GOAL
Gather every line of the listing that contains the string "convention", and copy each one out in full.

Entries from an annotation dataset
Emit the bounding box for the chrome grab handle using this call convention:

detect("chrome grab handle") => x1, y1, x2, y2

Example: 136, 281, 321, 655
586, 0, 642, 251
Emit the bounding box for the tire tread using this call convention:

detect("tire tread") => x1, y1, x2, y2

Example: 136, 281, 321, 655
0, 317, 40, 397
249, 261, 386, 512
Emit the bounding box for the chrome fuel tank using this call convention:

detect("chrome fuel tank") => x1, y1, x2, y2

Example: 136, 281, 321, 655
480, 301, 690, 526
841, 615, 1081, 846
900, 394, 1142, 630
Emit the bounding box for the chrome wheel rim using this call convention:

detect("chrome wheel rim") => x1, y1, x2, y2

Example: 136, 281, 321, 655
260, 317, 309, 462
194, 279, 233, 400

TASK ANSWER
Emit the bounding box for the chrome grab handle using this call convention:
Emit the bounding box for the tire tread using this call convention:
Emit the bounding box for the chrome fuel tank using this call convention:
Emit the bounding box for the chrome wheel rim using this call convention:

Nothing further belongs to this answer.